··· Dataset entries

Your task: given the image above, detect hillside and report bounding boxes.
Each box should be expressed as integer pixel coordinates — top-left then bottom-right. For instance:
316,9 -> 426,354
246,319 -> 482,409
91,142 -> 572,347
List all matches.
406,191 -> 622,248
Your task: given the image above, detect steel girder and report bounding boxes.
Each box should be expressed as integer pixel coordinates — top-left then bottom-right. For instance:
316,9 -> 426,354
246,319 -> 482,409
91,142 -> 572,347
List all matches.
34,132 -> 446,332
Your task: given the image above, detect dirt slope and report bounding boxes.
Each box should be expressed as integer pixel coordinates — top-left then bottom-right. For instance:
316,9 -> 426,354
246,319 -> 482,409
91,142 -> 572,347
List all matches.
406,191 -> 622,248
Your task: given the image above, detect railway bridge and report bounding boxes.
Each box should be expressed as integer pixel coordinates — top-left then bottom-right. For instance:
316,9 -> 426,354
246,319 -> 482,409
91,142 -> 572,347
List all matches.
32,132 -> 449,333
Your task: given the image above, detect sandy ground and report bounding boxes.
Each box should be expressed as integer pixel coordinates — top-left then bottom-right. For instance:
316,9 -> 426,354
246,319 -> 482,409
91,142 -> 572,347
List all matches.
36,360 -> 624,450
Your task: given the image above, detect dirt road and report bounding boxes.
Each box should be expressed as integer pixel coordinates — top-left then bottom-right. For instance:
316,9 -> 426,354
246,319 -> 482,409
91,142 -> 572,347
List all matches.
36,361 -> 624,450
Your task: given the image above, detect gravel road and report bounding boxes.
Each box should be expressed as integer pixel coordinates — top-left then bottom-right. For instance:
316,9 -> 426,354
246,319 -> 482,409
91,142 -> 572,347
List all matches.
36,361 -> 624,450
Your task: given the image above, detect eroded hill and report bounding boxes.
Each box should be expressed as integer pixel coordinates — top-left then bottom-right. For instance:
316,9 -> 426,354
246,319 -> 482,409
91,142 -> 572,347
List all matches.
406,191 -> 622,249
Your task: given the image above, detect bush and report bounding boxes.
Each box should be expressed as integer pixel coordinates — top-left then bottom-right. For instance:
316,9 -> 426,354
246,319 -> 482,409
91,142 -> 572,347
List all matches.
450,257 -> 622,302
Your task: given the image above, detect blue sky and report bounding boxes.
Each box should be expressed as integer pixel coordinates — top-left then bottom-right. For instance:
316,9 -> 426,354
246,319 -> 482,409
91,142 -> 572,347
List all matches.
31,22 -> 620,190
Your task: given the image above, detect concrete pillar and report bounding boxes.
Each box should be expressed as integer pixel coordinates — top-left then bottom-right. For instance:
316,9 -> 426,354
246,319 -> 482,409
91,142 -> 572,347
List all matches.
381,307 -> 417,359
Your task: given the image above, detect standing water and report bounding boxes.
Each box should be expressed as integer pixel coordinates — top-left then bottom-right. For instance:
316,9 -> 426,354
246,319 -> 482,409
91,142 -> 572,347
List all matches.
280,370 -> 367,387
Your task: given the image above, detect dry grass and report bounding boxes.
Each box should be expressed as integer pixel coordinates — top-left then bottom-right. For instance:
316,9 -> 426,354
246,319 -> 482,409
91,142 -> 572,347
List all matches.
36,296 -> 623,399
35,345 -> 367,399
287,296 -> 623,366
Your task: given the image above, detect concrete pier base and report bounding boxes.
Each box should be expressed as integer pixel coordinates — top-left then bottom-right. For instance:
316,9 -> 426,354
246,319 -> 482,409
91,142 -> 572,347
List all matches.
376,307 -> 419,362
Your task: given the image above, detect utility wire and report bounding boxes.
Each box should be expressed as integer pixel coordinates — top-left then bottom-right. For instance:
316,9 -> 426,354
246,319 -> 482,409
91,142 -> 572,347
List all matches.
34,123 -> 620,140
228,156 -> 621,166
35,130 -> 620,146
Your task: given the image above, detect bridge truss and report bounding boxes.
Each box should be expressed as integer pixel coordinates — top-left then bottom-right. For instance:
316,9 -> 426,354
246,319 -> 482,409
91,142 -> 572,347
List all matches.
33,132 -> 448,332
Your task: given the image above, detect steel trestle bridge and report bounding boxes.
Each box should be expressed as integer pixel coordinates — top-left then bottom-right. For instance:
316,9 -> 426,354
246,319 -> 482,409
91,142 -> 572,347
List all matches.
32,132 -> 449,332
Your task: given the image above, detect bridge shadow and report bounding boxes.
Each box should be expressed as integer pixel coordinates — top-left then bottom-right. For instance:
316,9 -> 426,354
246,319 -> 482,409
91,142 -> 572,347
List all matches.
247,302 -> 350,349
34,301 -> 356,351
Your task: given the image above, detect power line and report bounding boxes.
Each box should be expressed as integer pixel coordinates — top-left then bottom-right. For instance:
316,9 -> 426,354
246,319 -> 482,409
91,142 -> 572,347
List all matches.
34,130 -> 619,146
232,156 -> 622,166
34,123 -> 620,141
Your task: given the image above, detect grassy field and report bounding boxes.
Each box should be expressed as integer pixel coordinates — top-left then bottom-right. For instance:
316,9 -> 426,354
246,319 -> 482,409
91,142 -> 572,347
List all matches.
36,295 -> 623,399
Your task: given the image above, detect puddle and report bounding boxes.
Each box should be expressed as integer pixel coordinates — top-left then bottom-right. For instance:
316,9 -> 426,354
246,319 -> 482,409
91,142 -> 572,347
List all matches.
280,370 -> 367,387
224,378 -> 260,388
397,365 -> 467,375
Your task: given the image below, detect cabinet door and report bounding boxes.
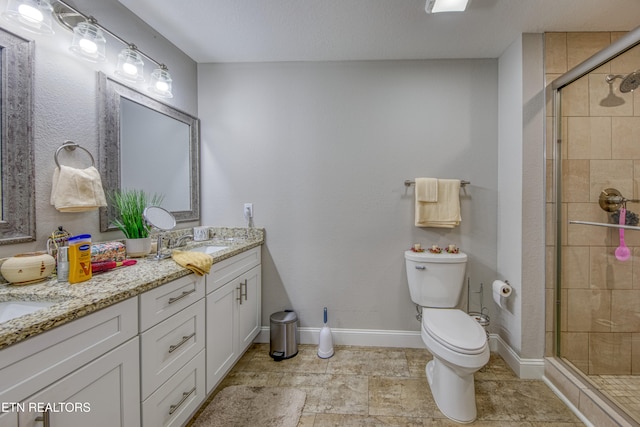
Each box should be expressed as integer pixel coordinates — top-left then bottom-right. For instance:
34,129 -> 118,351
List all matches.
19,337 -> 140,427
0,409 -> 18,427
206,281 -> 240,393
236,265 -> 262,354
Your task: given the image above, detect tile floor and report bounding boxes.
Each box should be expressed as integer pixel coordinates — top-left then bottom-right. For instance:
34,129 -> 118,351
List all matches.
186,344 -> 583,427
588,375 -> 640,422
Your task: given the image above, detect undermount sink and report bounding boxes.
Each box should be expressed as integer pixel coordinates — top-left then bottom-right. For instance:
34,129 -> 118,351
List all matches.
0,300 -> 57,323
191,245 -> 229,255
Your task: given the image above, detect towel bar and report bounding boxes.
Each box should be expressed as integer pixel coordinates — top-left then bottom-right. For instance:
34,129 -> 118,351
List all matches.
404,179 -> 471,187
53,141 -> 96,168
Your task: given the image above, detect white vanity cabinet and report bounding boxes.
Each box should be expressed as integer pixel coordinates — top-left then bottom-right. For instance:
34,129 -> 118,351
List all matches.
139,274 -> 206,427
207,247 -> 262,393
0,298 -> 140,427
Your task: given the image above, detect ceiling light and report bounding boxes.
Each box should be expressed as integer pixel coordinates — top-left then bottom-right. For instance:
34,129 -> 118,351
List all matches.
149,64 -> 173,98
115,44 -> 144,82
69,21 -> 107,62
425,0 -> 471,13
2,0 -> 53,34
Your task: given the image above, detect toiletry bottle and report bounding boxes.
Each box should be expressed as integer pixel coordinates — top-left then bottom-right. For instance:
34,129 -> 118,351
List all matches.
69,234 -> 91,283
56,246 -> 69,282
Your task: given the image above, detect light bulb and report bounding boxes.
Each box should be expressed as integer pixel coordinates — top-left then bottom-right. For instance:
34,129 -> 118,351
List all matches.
156,82 -> 169,92
122,63 -> 138,76
18,4 -> 44,23
78,39 -> 98,54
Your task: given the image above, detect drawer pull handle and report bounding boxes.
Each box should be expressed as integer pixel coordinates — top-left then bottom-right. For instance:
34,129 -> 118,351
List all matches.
240,279 -> 247,301
169,387 -> 196,415
34,409 -> 51,427
169,332 -> 196,353
169,288 -> 196,304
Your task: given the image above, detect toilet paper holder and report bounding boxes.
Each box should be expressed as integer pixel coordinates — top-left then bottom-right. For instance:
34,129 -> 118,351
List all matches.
467,278 -> 491,336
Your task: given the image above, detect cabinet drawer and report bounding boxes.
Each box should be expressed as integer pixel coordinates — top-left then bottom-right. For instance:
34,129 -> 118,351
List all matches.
207,246 -> 261,293
140,274 -> 205,331
142,350 -> 206,427
140,299 -> 205,399
0,298 -> 138,402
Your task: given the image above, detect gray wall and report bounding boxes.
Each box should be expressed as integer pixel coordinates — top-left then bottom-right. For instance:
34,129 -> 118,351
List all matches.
0,0 -> 198,257
198,60 -> 498,330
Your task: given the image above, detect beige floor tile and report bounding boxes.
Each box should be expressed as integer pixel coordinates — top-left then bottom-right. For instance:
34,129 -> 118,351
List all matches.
369,377 -> 438,417
476,380 -> 579,423
188,344 -> 582,427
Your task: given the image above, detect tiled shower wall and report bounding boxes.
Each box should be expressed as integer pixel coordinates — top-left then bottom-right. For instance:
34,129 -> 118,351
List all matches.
545,32 -> 640,375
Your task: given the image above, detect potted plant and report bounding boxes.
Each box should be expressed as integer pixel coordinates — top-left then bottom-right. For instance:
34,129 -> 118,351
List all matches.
110,189 -> 164,257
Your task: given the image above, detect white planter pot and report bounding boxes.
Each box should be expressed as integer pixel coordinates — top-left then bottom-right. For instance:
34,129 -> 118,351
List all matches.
124,237 -> 151,258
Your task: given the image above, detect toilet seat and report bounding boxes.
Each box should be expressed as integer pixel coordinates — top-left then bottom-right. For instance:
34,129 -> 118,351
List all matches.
422,308 -> 487,355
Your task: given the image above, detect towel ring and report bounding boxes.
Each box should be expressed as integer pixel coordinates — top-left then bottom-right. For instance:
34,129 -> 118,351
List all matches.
53,141 -> 96,168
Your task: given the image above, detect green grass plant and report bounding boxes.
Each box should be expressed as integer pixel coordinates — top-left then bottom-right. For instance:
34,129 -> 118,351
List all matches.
110,189 -> 164,239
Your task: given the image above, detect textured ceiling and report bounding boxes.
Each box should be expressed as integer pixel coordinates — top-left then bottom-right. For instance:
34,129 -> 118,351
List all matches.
119,0 -> 640,63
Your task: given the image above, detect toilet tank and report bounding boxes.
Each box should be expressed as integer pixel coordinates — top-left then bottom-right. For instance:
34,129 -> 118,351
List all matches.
404,250 -> 467,308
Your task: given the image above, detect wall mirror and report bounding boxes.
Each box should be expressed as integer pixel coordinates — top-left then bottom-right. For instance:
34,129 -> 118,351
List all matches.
0,29 -> 36,244
98,73 -> 200,231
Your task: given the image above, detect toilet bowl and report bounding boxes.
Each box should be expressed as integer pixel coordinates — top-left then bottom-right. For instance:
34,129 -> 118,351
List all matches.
405,251 -> 490,423
421,308 -> 490,423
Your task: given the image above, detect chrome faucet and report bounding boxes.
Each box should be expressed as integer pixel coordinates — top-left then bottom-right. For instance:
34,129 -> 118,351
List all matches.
169,234 -> 193,248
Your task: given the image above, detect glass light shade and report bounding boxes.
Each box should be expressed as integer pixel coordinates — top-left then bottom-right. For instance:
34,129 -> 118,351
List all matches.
425,0 -> 471,13
149,67 -> 173,98
115,48 -> 144,82
2,0 -> 53,35
70,22 -> 107,62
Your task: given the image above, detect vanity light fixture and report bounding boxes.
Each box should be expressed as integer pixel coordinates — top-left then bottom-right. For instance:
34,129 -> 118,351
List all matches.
52,0 -> 173,98
2,0 -> 53,35
149,64 -> 173,98
115,44 -> 144,82
69,17 -> 107,62
424,0 -> 471,13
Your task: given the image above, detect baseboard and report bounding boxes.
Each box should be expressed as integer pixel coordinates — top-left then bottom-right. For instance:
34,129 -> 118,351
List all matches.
489,334 -> 544,380
255,326 -> 424,348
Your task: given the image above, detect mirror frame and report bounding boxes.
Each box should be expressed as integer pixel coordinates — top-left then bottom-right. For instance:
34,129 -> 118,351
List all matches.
0,28 -> 36,245
98,72 -> 200,231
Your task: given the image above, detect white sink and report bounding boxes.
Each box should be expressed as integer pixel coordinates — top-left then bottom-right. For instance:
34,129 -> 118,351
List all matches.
0,301 -> 57,323
191,245 -> 229,255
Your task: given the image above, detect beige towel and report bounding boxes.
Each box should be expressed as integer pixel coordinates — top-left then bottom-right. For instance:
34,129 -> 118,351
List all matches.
416,178 -> 438,203
171,249 -> 213,276
416,179 -> 462,228
51,165 -> 107,212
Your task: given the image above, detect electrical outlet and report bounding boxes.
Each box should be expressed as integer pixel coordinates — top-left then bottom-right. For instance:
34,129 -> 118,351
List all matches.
244,203 -> 253,221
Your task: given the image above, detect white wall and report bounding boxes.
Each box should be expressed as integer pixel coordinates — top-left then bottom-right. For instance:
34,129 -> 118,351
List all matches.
198,60 -> 498,331
494,34 -> 545,362
0,0 -> 197,257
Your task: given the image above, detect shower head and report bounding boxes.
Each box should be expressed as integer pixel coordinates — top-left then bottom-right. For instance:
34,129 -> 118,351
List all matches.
620,70 -> 640,93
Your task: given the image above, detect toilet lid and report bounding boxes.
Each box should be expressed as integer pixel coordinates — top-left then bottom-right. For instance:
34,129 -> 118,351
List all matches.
422,308 -> 487,354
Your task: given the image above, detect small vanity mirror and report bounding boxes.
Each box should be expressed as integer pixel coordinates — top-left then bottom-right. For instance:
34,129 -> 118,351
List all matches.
99,73 -> 200,231
142,206 -> 176,231
142,206 -> 176,261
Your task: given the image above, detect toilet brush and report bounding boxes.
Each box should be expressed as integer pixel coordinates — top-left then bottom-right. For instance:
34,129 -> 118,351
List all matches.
318,307 -> 333,359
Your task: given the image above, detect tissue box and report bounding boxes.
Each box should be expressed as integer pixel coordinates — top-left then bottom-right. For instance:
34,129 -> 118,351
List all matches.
91,242 -> 127,262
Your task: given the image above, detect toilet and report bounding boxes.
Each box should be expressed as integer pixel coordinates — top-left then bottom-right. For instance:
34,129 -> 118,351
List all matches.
404,250 -> 489,423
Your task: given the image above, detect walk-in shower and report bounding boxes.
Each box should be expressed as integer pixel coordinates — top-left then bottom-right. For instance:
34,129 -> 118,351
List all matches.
547,29 -> 640,425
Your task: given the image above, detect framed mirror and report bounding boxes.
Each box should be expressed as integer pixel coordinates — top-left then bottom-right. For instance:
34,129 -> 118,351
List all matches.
0,29 -> 36,245
98,73 -> 200,231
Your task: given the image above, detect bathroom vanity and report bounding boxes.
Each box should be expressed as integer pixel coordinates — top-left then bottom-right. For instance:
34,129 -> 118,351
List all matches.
0,230 -> 264,427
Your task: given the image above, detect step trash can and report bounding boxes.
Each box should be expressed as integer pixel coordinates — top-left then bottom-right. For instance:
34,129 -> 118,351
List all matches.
269,310 -> 300,362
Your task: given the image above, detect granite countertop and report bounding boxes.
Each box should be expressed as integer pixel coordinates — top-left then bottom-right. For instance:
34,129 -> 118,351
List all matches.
0,228 -> 264,349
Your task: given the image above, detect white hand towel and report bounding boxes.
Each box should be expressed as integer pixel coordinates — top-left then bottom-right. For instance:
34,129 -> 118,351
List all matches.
51,165 -> 107,212
416,178 -> 438,203
415,179 -> 462,228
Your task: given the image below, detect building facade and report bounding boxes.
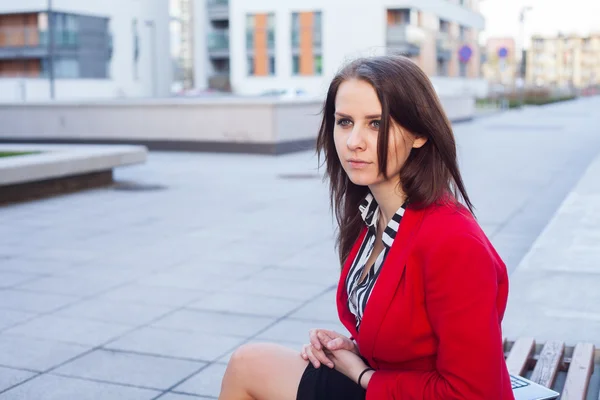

······

[What to produce] Rewrite the items between the line holding "Your task: given the image below, detect cabinet" and the line holding "78,39 -> 98,54", inclusive, swapping "List all matches" for "List every match" and keeping everything else the same. Leave the pictures out.

[Response]
Your task: given the image below, detect cabinet door and report bounding boxes.
Each box should be expressed as integer pixel coordinates — top-left then bottom-right. For instance:
34,129 -> 118,351
List every match.
19,337 -> 140,427
0,409 -> 18,427
206,281 -> 240,393
236,265 -> 262,354
Your task: given the image above, detect tile floor and report bounding boxes.
Each box should be expressed as integer pixel coordinates — top-left then bottom-right. For instance:
34,129 -> 118,351
List every match.
186,344 -> 583,427
588,375 -> 640,422
Your task: given the image above, detect undermount sink and report bounding boxes.
Each box should be expressed as integer pixel coordinates — top-left then bottom-right. For instance:
34,129 -> 118,351
List every match.
0,300 -> 57,323
191,245 -> 229,255
Your task: given the image above, detect towel bar and report bounding boxes.
Each box should be expressed as integer pixel coordinates — top-left then bottom-right. For instance:
34,129 -> 118,351
List every match.
404,179 -> 471,187
53,141 -> 96,168
Your task: given the image above, detect white vanity cabinet and report bounding boxes.
Each box should be expressed as integer pixel coordinates — top-left then bottom-right. For instance:
34,129 -> 118,351
List every match.
139,274 -> 206,427
207,247 -> 262,393
0,298 -> 140,427
Your task: given the image above, detect ceiling light and report bounding boxes.
Each box should be expressed as integer pixel coordinates — top-left then bottom-right. For instance:
34,129 -> 118,351
List every match.
149,64 -> 173,98
115,44 -> 144,82
69,21 -> 107,62
425,0 -> 471,13
2,0 -> 53,34
Your task: given the image above, detect toiletry bottle and report bounding boxes.
Each box should be expressed as integer pixel coordinates — top-left then bottom-right. For instance:
34,129 -> 118,351
List every match.
69,234 -> 91,283
56,246 -> 69,282
Your task: given the image above, detect light bulb and report bounding boxes.
Each box should be expressed as integer pixel coordinates — top-left then bottom-right. For instance:
34,129 -> 118,351
List every match.
156,82 -> 169,92
122,63 -> 138,76
18,4 -> 44,23
78,39 -> 98,54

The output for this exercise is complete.